→ Selected extract
[Patches] [ python-Patches-474274 ] Pure Python strptime() (PEP 42)

noreply@sourceforge.net noreply@sourceforge.net
Tue, 04 Jun 2002 16:33:37 -0700


Patches item #474274, was opened at 2001-10-23 19:15
You can respond by visiting: 
http://sourceforge.net/tracker/?func=detail&atid=305470&aid=474274&group_id=5470

Category: Library (Lib)
Group: Python 2.3
Status: Open
Resolution: None
Priority: 5
Submitted By: Brett Cannon (bcannon)
Assigned to: Skip Montanaro (montanaro)
Summary: Pure Python strptime() (PEP 42)

Initial Comment:
The attached file contains a pure Python version of
strptime().  It attempts to operate as much like
time.strptime() within reason.  Where vagueness or
obvious platform dependence existed, I tried to
standardize and be reasonable.

PEP 42 makes a request for a portable, consistent
version of time.strptime():

- Add a portable implementation of time.strptime() that
works in
      clearly defined ways on all platforms.

This module attempts to close that feature request.

The code has been tested thoroughly by myself as well
as some other people who happened to have caught the
post I made to c.l.p a while back and used the module.

It is available at the Python Cookbook
(http://aspn.activestate.com/ASPN/Cookbook/Python/Recipe/56036).

[Dataset entries]
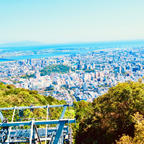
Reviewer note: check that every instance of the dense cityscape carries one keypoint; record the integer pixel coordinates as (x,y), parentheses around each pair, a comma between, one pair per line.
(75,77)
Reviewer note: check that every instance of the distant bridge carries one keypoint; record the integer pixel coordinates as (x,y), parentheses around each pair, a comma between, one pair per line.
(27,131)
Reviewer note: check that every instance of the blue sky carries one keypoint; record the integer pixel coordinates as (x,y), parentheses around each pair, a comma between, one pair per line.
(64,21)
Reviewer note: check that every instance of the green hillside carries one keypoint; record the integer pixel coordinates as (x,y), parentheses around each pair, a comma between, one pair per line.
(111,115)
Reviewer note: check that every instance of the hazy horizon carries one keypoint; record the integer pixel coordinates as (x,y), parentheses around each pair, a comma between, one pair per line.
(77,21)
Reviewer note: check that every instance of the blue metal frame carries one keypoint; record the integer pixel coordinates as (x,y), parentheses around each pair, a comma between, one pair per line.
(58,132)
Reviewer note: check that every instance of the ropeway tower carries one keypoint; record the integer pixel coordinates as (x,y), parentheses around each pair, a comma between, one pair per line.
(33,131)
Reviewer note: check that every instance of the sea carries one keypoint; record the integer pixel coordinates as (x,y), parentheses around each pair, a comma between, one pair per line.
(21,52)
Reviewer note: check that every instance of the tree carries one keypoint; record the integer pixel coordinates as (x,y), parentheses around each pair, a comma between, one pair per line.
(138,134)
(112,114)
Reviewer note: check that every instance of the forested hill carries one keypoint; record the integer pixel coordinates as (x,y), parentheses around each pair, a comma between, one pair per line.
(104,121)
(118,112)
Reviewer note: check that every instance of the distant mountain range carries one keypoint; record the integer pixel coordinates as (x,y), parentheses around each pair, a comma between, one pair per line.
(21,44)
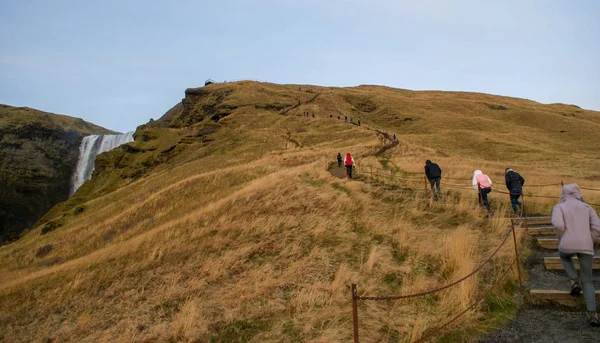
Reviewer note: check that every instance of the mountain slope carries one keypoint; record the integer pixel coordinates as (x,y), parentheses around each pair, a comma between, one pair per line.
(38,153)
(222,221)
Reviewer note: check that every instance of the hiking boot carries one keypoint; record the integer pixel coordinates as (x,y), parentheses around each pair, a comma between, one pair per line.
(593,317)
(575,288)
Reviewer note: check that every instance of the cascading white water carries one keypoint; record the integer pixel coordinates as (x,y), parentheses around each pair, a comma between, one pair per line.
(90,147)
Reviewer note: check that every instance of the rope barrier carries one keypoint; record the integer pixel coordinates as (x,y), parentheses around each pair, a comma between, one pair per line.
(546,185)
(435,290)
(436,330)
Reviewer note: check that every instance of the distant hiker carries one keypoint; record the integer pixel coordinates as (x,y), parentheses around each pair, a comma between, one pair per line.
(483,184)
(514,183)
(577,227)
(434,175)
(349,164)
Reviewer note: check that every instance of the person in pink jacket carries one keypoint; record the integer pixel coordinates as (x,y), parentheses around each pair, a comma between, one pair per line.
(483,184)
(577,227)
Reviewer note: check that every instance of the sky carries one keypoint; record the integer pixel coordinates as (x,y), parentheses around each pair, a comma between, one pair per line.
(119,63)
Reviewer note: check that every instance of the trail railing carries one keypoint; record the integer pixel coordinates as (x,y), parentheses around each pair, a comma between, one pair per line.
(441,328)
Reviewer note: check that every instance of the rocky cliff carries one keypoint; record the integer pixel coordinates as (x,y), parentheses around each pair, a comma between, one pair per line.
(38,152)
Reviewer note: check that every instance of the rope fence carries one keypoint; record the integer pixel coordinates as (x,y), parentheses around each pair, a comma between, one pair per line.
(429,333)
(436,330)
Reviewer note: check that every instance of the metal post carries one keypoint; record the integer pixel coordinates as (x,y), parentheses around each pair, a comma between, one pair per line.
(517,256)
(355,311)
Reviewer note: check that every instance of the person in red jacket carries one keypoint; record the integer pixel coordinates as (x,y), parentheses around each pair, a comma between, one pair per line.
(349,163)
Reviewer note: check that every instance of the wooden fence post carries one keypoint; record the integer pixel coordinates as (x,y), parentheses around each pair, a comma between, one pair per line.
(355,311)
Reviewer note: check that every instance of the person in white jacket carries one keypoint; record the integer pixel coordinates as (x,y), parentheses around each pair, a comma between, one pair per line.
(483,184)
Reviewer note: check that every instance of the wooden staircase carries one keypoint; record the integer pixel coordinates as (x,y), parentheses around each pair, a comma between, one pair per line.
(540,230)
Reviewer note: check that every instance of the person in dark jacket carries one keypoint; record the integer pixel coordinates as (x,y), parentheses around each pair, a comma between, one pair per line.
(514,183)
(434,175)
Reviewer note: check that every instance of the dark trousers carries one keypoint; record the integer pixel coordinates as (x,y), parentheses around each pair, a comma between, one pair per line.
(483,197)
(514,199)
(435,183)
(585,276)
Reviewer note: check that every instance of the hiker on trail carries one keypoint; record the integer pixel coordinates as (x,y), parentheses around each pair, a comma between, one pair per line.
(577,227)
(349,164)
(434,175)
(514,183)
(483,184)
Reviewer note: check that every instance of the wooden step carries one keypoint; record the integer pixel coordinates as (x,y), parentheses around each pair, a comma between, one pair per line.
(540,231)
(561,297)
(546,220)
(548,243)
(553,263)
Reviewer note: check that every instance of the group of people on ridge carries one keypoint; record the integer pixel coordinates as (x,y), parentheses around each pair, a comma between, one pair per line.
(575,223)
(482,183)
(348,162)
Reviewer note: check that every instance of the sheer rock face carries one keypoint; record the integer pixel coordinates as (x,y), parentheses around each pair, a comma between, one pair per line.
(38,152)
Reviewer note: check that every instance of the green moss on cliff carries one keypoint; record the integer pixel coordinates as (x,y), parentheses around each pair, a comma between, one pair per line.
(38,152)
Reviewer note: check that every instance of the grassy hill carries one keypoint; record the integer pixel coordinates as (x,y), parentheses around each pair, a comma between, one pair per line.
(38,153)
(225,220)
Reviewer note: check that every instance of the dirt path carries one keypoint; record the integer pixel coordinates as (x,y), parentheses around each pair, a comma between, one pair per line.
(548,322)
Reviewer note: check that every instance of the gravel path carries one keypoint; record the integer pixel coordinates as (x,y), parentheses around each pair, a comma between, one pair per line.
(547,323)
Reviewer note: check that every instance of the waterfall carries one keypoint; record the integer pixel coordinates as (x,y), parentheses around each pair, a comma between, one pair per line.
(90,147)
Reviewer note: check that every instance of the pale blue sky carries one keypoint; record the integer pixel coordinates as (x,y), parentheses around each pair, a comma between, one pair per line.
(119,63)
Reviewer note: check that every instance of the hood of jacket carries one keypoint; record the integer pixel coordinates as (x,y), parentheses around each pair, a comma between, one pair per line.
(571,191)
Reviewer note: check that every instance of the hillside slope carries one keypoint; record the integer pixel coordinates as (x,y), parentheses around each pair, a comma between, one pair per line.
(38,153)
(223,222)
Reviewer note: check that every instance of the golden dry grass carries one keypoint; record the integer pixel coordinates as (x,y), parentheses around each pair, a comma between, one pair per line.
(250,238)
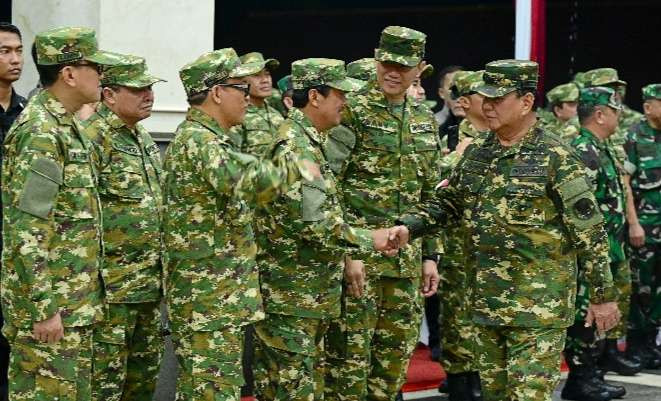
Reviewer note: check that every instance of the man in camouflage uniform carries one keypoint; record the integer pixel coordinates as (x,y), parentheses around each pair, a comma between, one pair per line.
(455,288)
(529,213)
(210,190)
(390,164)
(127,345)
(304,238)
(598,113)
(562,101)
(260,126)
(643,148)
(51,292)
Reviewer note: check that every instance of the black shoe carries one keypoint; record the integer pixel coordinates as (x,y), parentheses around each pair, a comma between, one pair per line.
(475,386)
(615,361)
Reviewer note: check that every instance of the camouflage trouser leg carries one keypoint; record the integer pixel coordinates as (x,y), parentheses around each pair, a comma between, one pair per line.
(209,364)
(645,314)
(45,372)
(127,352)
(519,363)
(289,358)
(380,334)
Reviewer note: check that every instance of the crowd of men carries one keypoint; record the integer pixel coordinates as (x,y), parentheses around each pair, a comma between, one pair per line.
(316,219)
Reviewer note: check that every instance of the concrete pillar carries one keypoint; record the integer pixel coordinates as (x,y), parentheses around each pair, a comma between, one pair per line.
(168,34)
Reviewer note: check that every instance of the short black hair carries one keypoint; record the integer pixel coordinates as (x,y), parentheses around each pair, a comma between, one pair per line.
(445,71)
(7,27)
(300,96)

→ Problems to work on
(1) Answer these questions about the tracker post:
(a) Who is the patch assigned to?
(b) What does PEP 42 request?
(c) Where is the module available?
(2) Copy the passage of the tracker post starting at "The code has" and ending at "(http://aspn.activestate.com/ASPN/Cookbook/Python/Recipe/56036).", and replace "thoroughly" with "extensively".
(3) Translate this sentence from the tracker post into Spanish: "This module attempts to close that feature request."
These dataset entries are separate material, unconnected to the tracker post.

→ Answers in order
(1)
(a) Skip Montanaro (montanaro)
(b) A portable, consistent version of time.strptime()
(c) At the Python Cookbook

(2)
The code has been tested extensively by myself as well
as some other people who happened to have caught the
post I made to c.l.p a while back and used the module.

It is available at the Python Cookbook
(http://aspn.activestate.com/ASPN/Cookbook/Python/Recipe/56036).

(3) Este módulo intenta cerrar esa solicitud de funcionalidad.